EXTRACTO DEL DOCUMENTO |

===============

Antonio Sánchez González.
Cuanto más envejecemos, más aumenta el riesgo: casi todos enfrentaremos un problema de salud mental en algún momento, ya que tenemos problemas de salud física.
¿Debemos estar todos preocupados por la salud mental? Según los datos de la OCDE, uno de cada cuatro ciudadanos de los países que la integran sufrirá un trastorno mental en algún momento de su vida. Probablemente sea solo la punta del iceberg. En realidad, deberíamos estar hablando de una de cada dos personas, si nos atenemos a los datos de grandes estudios hechos en población de algunos de estos países, uno neozelandés y el otro en daneses que demuestran que casi dos tercios de la población, al llegar a los treinta años, tenían al menos un trastorno psicológico: ansiedad, depresión, adicción, bipolaridad, trastornos alimentarios, etc. Y a los 45 años, eran el 86%.
Así, cuanto más envejecemos, más aumenta el riesgo: casi todos enfrentaremos un problema de salud mental en algún momento, ya que tenemos problemas de salud física. La verdadera pregunta no es quién se verá afectado sino cuándo.
Cada año, una de cada cinco personas se ve afectada por un trastorno mental en el mundo occidental. El suicidio sigue siendo una de las principales causas de muerte entre los jóvenes. La ansiedad ha invadido a los ciudadanos de algunos países, entre ellos a los mexicanos, en un contexto nacional e internacional particularmente preocupante. La medicina institucional sigue devastada y se enfrenta a una flagrante falta de personal que hace imposible el seguimiento sobre todo de los jóvenes con patologías de esta índole, a pesar de que el malestar entre ellos es cada vez mayor. Esto se evidencia por el fuerte aumento en el número de visitas a emergencias psiquiátricas y el aumento en la demanda de ingresos hospitalarios por patologías psiquiátricas.

===============

DATOS PROPORCIONADOS |

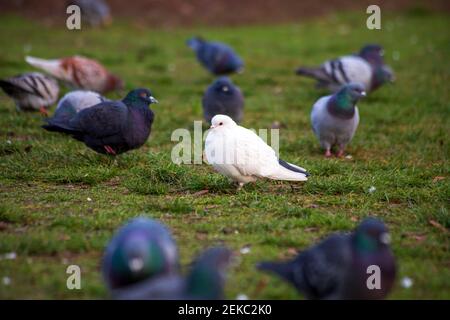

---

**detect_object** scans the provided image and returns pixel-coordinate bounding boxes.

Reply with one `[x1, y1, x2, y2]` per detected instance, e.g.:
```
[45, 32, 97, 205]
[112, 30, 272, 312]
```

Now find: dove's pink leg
[39, 107, 48, 117]
[103, 146, 116, 156]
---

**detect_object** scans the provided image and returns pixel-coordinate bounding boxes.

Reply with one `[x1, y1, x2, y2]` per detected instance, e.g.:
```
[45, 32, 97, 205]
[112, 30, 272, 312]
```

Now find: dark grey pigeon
[258, 218, 396, 299]
[187, 37, 244, 75]
[113, 247, 232, 300]
[202, 77, 244, 123]
[102, 217, 179, 295]
[311, 83, 366, 157]
[296, 44, 394, 92]
[43, 89, 157, 155]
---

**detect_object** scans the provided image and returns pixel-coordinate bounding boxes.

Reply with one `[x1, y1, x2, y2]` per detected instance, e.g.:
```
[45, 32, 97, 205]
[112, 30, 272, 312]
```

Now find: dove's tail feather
[25, 56, 61, 77]
[256, 261, 294, 283]
[266, 159, 309, 181]
[295, 67, 330, 82]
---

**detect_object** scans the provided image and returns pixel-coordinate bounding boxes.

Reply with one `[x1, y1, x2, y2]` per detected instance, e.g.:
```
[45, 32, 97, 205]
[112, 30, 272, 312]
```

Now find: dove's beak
[380, 232, 391, 245]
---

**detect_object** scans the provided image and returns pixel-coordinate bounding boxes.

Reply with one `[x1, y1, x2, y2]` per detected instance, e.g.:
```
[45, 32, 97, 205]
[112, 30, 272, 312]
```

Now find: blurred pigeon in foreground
[25, 56, 123, 93]
[47, 90, 108, 124]
[202, 77, 244, 123]
[67, 0, 112, 27]
[311, 84, 366, 157]
[43, 89, 157, 155]
[187, 37, 243, 75]
[0, 72, 59, 115]
[205, 115, 309, 189]
[112, 247, 232, 300]
[102, 218, 179, 290]
[297, 45, 394, 92]
[258, 218, 396, 299]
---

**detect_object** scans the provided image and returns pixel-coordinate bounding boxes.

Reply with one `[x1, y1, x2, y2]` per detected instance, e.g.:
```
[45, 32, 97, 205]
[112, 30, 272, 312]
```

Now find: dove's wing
[229, 126, 279, 177]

===============

TAREA A |
Traduce al inglés esta oración del texto sobre salud mental: "El suicidio sigue siendo una de las principales causas de muerte entre los jóvenes."
TAREA B |
Transcribe del texto sobre salud mental la parte que empieza con las palabras que contienen "Cada año, una" y termina con "por patologías psiquiátricas.".

SOLUCIÓN A |
Suicide remains one of the leading causes of death among young people.

SOLUCIÓN B |
Cada año, una de cada cinco personas se ve afectada por un trastorno mental en el mundo occidental. El suicidio sigue siendo una de las principales causas de muerte entre los jóvenes. La ansiedad ha invadido a los ciudadanos de algunos países, entre ellos a los mexicanos, en un contexto nacional e internacional particularmente preocupante. La medicina institucional sigue devastada y se enfrenta a una flagrante falta de personal que hace imposible el seguimiento sobre todo de los jóvenes con patologías de esta índole, a pesar de que el malestar entre ellos es cada vez mayor. Esto se evidencia por el fuerte aumento en el número de visitas a emergencias psiquiátricas y el aumento en la demanda de ingresos hospitalarios por patologías psiquiátricas.